=== Available records ===
- - - - - - -
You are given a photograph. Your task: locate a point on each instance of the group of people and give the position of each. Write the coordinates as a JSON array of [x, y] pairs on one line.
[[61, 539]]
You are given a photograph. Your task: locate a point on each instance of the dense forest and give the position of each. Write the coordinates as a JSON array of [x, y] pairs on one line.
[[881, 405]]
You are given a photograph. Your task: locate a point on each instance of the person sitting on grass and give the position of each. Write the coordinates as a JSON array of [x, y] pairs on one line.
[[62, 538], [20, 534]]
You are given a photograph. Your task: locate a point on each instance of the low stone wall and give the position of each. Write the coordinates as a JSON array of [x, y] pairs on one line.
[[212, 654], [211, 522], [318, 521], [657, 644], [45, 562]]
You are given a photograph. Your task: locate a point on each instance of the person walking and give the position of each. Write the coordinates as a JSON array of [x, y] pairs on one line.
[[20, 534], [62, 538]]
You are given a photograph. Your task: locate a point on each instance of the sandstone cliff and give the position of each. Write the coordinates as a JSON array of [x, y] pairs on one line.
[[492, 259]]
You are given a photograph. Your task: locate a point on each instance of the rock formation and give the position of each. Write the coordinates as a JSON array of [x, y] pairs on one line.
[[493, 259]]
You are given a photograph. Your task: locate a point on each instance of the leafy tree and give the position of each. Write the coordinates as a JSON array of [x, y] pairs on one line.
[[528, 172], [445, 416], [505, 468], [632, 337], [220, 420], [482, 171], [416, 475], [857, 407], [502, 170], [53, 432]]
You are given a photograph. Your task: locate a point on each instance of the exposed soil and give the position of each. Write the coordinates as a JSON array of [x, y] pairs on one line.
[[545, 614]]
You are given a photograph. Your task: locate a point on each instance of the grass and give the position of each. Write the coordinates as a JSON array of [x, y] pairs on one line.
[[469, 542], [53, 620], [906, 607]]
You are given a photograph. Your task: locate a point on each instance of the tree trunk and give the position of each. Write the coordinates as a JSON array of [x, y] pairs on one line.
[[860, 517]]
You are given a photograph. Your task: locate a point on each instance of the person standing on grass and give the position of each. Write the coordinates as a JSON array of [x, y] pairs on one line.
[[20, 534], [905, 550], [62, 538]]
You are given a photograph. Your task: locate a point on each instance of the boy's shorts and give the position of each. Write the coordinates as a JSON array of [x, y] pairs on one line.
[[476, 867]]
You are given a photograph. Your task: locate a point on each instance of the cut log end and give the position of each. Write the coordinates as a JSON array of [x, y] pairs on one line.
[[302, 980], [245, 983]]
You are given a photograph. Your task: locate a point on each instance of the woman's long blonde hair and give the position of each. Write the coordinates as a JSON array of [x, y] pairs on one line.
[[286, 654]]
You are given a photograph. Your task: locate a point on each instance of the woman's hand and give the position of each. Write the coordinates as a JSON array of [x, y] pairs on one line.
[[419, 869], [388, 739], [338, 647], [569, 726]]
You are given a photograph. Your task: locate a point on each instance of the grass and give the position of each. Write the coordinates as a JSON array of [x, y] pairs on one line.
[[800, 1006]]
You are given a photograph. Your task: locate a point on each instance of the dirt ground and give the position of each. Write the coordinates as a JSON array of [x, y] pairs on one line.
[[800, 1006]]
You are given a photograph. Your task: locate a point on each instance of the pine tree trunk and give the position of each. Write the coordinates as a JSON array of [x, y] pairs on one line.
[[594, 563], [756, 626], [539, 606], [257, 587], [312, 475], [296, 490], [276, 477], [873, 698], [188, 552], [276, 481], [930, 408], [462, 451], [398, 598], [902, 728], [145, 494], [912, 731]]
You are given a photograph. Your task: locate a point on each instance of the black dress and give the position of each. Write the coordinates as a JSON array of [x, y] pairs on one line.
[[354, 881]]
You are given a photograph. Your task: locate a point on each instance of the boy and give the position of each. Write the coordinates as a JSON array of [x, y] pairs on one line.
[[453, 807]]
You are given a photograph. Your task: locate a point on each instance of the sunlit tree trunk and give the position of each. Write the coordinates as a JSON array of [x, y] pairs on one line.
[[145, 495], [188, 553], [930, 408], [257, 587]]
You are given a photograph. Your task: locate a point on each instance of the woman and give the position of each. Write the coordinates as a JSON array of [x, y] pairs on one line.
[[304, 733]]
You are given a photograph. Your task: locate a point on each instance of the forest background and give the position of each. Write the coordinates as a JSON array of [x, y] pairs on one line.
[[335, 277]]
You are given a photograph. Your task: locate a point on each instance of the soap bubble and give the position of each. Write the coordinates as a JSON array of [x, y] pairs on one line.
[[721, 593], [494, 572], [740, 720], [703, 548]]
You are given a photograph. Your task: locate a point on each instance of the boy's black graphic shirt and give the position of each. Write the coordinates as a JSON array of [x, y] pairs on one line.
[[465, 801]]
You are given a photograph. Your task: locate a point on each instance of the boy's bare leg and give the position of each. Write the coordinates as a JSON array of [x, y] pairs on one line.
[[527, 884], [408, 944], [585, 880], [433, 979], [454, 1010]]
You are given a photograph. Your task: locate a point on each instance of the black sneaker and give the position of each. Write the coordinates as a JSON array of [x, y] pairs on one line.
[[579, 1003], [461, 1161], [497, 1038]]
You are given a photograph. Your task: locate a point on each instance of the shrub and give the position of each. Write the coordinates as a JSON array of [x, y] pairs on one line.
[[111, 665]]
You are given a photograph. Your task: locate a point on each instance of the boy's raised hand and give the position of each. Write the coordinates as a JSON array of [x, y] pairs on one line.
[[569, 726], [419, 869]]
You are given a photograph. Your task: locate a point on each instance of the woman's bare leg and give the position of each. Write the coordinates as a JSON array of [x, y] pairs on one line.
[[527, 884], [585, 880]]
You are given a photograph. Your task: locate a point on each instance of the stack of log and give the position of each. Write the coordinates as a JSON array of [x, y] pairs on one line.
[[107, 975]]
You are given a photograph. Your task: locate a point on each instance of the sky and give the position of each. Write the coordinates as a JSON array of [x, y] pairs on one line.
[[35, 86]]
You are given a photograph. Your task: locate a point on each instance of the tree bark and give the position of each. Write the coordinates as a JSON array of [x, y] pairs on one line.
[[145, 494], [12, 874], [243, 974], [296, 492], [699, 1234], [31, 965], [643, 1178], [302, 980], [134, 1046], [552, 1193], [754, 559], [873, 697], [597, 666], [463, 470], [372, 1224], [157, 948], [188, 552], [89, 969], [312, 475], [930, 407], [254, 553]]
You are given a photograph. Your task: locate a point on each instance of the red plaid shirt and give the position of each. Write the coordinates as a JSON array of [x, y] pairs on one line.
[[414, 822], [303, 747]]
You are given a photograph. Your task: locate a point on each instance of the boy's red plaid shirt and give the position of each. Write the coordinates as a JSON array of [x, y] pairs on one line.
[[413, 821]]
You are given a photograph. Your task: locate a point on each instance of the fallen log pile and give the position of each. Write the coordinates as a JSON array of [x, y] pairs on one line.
- - - - - - -
Convert the records, from the line containing "the woman's bare" through the end of the records, inclusive, into a Markdown table with the columns Row and Text. Put a running row number in Row and the line itself in Text, and leave out blank lines.

=== Answer to this exercise ===
| Row | Text |
|---|---|
| 1 | You are given a photograph. Your task: locate a point on each instance of the woman's bare leg and give the position of each. Write the coordinates as a JSON array of [x, y] pairs on one line. |
| 2 | [[527, 884], [585, 880]] |
| 3 | You are given a photograph. Your task: locate a point on each instance of the stack of log and give the position of each. Write the coordinates as a JSON array of [x, y] pairs on one line. |
| 4 | [[107, 975]] |
| 5 | You are given a photograph. Your task: locate a point on each instance of the sky and give the position of each. Write the coordinates as a JSON array of [x, y] pairs on one line. |
| 6 | [[35, 86]] |
| 7 | You are given a photograph. Your task: locate a point on each instance of the tree bark and give the position of each. Write the coordinates as a JSON array of [x, y] pairs on one line. |
| 8 | [[145, 494], [12, 874], [243, 974], [296, 492], [699, 1234], [31, 965], [643, 1178], [302, 980], [134, 1046], [552, 1193], [754, 559], [873, 697], [597, 666], [463, 470], [372, 1224], [157, 948], [188, 552], [89, 969], [312, 475], [930, 407], [254, 553]] |
| 9 | You are given a photograph. Your task: locate a point on each instance of the red plaid shirt and give the position of each. Write the coordinates as a JSON array of [x, y] pairs on one line. |
| 10 | [[414, 822], [303, 747]] |
| 11 | You are given a photograph. Your task: locate a point on each instance of the boy's red plaid shirt and give the position of each. Write the coordinates as a JSON array of [x, y] pairs on one line. |
| 12 | [[413, 821]] |
| 13 | You are given a photograph. Your task: locate a point on each instance of the fallen log pile and give the position of each. Write the coordinates as a JSON array of [x, y] pairs on one line. |